QUOTED PASSAGE ▸

— Start —

Huh!?!? Why are you addressing this point to me specifically?


----------



## yob (24 Jun 2008)

ClubMan said:


> Isn't part of the issue here that the rules are not that clear in all cases?


 
nothing personal clubman,just replying to your quote above,and saying just because its not written in stone doesn't make it ok,no affence intended,yob


----------



## yc2405 (3 Jul 2008)

A few years back, whilst in college, I worked part-time in a well-known busy city centre cinema & we had similar notices up regarding the consumption of food not bought on the premises.  
However, this was simply as an encouragement to buy food on premises, or perhaps make people feel uncomfortable about bringing their own.
It was certainly something that was never enforced - especially where children are concerned.


----------



## galwegian44 (3 Jul 2008)

I'm OK with the studios making the lion's share, it's a risky business when a studio can run up production costs of €100m before they even realise a penny in revenue. They generally take anything up to 70% of the profits from the first week with a decreasing percentage for each week after that, leaving a decent margin for the cinema owner if managed properly.

— End —

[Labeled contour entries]
— Start —

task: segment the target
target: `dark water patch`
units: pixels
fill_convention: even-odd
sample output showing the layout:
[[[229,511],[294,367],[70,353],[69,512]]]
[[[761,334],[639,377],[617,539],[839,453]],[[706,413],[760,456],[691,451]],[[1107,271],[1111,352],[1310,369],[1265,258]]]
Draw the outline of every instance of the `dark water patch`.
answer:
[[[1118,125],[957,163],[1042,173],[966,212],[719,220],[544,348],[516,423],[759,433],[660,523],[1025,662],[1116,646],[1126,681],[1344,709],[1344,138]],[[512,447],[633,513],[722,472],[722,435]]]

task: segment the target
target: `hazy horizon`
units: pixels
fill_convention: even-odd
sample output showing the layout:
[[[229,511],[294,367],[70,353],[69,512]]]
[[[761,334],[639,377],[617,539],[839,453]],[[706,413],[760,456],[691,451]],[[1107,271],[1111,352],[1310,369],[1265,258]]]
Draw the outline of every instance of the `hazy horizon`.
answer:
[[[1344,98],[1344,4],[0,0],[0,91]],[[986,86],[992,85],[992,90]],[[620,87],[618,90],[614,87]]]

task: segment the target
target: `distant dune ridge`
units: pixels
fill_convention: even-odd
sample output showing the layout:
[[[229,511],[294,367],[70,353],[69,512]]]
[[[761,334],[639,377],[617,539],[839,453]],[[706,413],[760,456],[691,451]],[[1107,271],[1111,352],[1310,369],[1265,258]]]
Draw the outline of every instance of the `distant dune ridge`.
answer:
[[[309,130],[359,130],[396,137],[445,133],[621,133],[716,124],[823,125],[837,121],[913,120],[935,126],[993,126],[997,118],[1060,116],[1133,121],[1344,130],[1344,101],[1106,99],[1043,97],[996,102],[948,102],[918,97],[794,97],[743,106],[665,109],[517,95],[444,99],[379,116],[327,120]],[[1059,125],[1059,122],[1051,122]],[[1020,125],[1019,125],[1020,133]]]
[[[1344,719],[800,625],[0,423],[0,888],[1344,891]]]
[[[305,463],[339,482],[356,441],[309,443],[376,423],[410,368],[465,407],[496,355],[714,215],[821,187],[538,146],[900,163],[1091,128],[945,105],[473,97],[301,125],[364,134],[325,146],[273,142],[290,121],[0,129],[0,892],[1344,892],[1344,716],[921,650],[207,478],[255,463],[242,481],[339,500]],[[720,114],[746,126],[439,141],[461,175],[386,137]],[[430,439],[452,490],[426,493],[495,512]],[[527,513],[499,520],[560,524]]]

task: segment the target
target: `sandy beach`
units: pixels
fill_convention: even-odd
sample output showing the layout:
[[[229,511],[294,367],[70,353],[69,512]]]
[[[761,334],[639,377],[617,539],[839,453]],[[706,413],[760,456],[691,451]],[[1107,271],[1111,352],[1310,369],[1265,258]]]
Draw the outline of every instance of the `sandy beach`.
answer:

— End —

WHAT IS REQUIRED ▸ Extend the forum thread about cinema food rules and studio profits, picking up right after its final sentence. You won't need the records.

RESPONSE ▸
I can see why they would want to force customers into buying their own popcorn/drink but I was wondering if they have a legal right to take the non-cinema food/drink from paying customers (even if it is returned later).

This is different from a restaurant and coffe shop scenario discussed earlier as food and coffee are the primary reasons for goint to a restaurant and coffee shop respectively. It's a little bit pointless going to a restaurant not to eat but you can certainly go see a film without eating or drinking.

My local cinema does not stop people but I was wondering about my rights if it did happen; I just saw a woman bringing a bunch of kids in and she was carrying a large shopping bag filled to the brim with sweets and drinks....no issues with the usher.


John Rambo said:


> Cinemas make very little from movies and rely on the food to make their profits. (it's the studio/distributor who take the lions share)


----------



## rmelly (3 Jul 2008)

yob said:


> nothing personal clubman,just replying to your quote above,and saying just because its not written in stone doesn't make it ok,no affence intended,yob


 
So are you saying that if it doesn't say it then it should be assumed to not be allowed? Ridiculous.


----------



## Thirsty (3 Jul 2008)

So could we have Ryanair confiscating the sandwiches & boiled sweets?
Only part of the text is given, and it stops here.